Estratto del testo »
========
L’obiettivo non è di fornire una presentazione della organizzazione dove attualmente lavoro, ma riflettere su argomenti che accomunano chi è assegnato a questa missione in azienda e dedurne dei possibili percorsi di miglioramento con l’obiettivo costante di cercare di azzerare gli infortuni sul lavoro e le malattie professionali.
Uno degli aspetti con cui mi sono trovato a confrontarmi e sul quale ho cercato una risposta senza mai trovarla nella letteratura specialistica è la valutazione di quale sia la giusta dimensione della spesa in sicurezza sul lavoro rispetto alle attività che si realizzano in azienda.
Il problema si ripresenta in maniera più diretta nelle domande che emergono in occasione di un qualsiasi evento infortunistico: “con un investimento maggiore sarebbe stato possibile evitarlo?” oppure “cosa non è stato fatto che avrebbe consentito di evitare l’infortunio?” E tante altre domande che anch’io mi sono posto spesso nel corso della mia attività e che cercano di trovare una risposta nel migliorare continuamente la sicurezza dei nostri colleghi sul luogo di lavoro e, nel contempo, di rendere più sostenibile il naturale processo, che accomuna i professionisti della sicurezza sul lavoro, di ricerca delle proprie responsabilità.
Di seguito rappresento un mio tentativo di inquadramento del problema delle risorse assegnate alla sicurezza che ho definito nel corso della mia esperienza e che ha orientato i miei approfondimenti ogni volta che mi sono trovato ad operare in contesti organizzativi di volta in volta diversi.
Il titolo nasce dalla molteplicità dei significati che la parola “valore” ha in italiano che per un professionista della sicurezza sono rappresentativi di modi molto diversi di intendere il mestiere a cui è assegnato.
Tutte le aziende, soprattutto quelle di grandi dimensioni, all’interno delle molteplici modalità di comunicazione dichiarano tra i propri valori ispiratori la “sicurezza sul lavoro” e l’attenzione ai propri dipendenti.
È presente nei “codici etici”, nelle dichiarazioni, viene ripetuto nei bilanci annuali, alcune aziende estendono la propria area di interesse e di intervento anche alla sicurezza del personale dei fornitori.
Il valore in questo caso è inteso come “valore” etico, morale, come riferimento a cui ispirarsi e per il quale non vi sono limiti alla possibilità di “sacrificio”. In questo caso il significato della parola “valore” in italiano si avvicina al significato di sacro che è la radice semantica di sacrificio.
In azienda fortunatamente non si richiedono sacrifici, ma è necessario essere pratici. Per cui nell’ambito della “pratica” avviene il cambiamento della sequenza delle parole e dalla sicurezza sul lavoro come valore si passa al valore della sicurezza sul lavoro per cui dalle dichiarazioni etiche e morali si arriva alla esigenza, da non dichiarare mai, ma con cui bisogna fare i conti, di dare una dimensione economica alla sicurezza sul lavoro.
========
Dati forniti »
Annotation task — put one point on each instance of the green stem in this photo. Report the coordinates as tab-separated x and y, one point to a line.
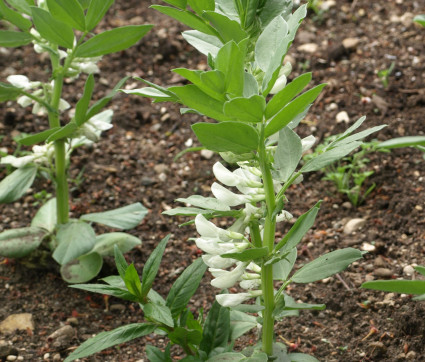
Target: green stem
268	241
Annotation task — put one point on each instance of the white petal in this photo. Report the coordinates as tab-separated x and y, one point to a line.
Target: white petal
217	262
227	197
232	300
17	162
308	143
19	81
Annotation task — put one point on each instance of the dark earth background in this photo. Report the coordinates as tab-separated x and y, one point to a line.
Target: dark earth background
134	161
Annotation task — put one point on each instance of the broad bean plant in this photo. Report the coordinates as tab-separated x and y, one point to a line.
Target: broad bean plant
64	31
253	113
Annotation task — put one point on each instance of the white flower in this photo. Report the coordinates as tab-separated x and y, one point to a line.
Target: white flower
228	279
19	81
308	143
217	262
233	300
207	229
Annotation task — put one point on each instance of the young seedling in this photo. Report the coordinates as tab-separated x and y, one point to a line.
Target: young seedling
63	30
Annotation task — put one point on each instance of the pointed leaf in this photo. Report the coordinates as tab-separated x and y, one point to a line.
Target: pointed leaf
112	41
83	269
126	217
105	243
290	111
46	218
246	109
283	97
185	286
326	265
96	11
150	270
235	137
17	243
51	29
216	328
69	11
108	339
74	239
15	185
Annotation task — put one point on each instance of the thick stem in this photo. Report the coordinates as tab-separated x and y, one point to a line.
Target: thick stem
268	241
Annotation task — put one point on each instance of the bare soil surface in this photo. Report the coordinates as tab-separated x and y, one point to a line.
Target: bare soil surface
134	162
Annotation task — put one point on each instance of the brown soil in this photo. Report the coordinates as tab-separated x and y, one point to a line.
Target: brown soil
125	167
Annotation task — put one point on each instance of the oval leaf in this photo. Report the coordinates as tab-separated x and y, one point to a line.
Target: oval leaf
235	137
17	243
74	239
83	269
17	183
112	41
========
Consegna e requisiti » Riporta fedelmente il passo dell'estratto sulla sicurezza sul lavoro che inizia con “Tutte le aziende, soprattutto” e termina con “semantica di sacrificio.”.

Soluzione »
Tutte le aziende, soprattutto quelle di grandi dimensioni, all’interno delle molteplici modalità di comunicazione dichiarano tra i propri valori ispiratori la “sicurezza sul lavoro” e l’attenzione ai propri dipendenti.
È presente nei “codici etici”, nelle dichiarazioni, viene ripetuto nei bilanci annuali, alcune aziende estendono la propria area di interesse e di intervento anche alla sicurezza del personale dei fornitori.
Il valore in questo caso è inteso come “valore” etico, morale, come riferimento a cui ispirarsi e per il quale non vi sono limiti alla possibilità di “sacrificio”. In questo caso il significato della parola “valore” in italiano si avvicina al significato di sacro che è la radice semantica di sacrificio.